-- START --

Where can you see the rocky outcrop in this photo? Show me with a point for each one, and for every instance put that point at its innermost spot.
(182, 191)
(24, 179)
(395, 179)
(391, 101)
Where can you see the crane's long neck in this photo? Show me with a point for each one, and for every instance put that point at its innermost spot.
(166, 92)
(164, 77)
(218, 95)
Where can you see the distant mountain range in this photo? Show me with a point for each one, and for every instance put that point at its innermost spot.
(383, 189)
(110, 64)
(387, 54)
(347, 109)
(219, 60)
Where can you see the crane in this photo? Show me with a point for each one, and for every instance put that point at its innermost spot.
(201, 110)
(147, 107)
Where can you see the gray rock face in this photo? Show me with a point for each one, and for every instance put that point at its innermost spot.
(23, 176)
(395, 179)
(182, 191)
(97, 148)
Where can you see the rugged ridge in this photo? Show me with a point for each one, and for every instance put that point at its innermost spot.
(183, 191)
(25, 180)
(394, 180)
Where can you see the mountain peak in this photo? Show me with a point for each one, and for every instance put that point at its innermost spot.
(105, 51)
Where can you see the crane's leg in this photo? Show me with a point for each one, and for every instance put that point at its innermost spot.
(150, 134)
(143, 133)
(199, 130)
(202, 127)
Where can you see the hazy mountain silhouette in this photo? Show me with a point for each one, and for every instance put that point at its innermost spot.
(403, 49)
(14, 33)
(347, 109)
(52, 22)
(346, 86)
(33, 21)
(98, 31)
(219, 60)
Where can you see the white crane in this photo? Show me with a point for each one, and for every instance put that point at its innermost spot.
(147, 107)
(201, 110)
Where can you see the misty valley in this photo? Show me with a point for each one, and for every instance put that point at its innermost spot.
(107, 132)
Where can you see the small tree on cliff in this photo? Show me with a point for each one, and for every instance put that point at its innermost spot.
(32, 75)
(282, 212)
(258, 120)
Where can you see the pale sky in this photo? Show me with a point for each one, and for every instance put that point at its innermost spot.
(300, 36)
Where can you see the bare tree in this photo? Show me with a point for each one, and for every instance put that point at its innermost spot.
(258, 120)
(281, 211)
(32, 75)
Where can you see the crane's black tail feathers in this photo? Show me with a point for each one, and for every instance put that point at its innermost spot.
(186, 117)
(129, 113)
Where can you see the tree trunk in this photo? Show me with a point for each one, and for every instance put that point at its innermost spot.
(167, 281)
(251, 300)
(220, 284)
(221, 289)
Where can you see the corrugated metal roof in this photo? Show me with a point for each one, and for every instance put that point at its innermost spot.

-- END --

▶ **What is needed**: Copy all the lines, exactly.

▶ **Output for this exercise**:
Where can you see the rocky outcrop in this photo? Show me with a point for each one, and for every instance put that point at its innermost spot.
(182, 191)
(24, 179)
(395, 179)
(391, 101)
Where can you see the crane's long neck in this photo? Show me with a point for each one, and for every instance put that point at its innermost spot.
(166, 92)
(164, 77)
(218, 95)
Where can you see the distant mountain range in this photo? Show me with a point for each one, and for every instance put that point at its innermost spot.
(383, 189)
(110, 64)
(387, 54)
(347, 109)
(219, 60)
Where can you see the crane in this photo? Show me with a point for each one, and for every instance put that point at its innermost spot.
(201, 110)
(147, 107)
Where can you see the gray rock face in this photo? Show me with a point for each one, and for every instance put that point at its innermost spot.
(23, 176)
(395, 179)
(182, 191)
(97, 148)
Where can you see the rugged ridge in this photo? Show me with a point for each one, and for every instance put that point at its innermost spot.
(183, 191)
(25, 180)
(394, 180)
Where can you see the mountain peak in this photo? Show me with a point for each one, and for every instance put that point at its innermost spot.
(105, 51)
Where can you see the crane's leg in this photo? Show me with a point for each one, and for every instance put that point at its innermost spot.
(150, 134)
(143, 133)
(199, 130)
(202, 127)
Where can you see the hazy mountain silhouette in this photo? Show me with a point for each one, and for every instance put that point at its innermost spot.
(403, 49)
(14, 33)
(347, 109)
(52, 22)
(346, 86)
(33, 21)
(98, 31)
(219, 60)
Where can you see the white crane in this photo? Show me with a point for each one, and for every instance put that point at its innermost spot.
(147, 107)
(201, 110)
Where can you see the misty valley in this photo? Show me with a point for each one, and for every instance put that point at its innermost spot.
(107, 132)
Where can you see the small tree on cliff in this photo? Show me with a point for each one, and for every instance put that point at its innermost spot.
(32, 75)
(282, 212)
(258, 120)
Where can you see the pale sky in this photo? Show me with a point for each one, and for every instance put that point at its innermost spot.
(300, 36)
Where can you see the bare tree in this photo? Show me with a point for each one, and for every instance put that point at its innermost spot.
(258, 120)
(281, 211)
(32, 75)
Where can you see the crane's black tail feathers in this photo? Show me with a point for each one, and for every instance put that point at its innermost spot.
(186, 117)
(129, 113)
Where can you see the tree trunk in this photo? Show me with a point for each one, and for every instance put that point at its innermost spot.
(167, 281)
(251, 300)
(220, 284)
(221, 289)
Where can you see the corrugated metal roof in this photo? Show me with a point for each one, and for every instance put that point at its innermost spot.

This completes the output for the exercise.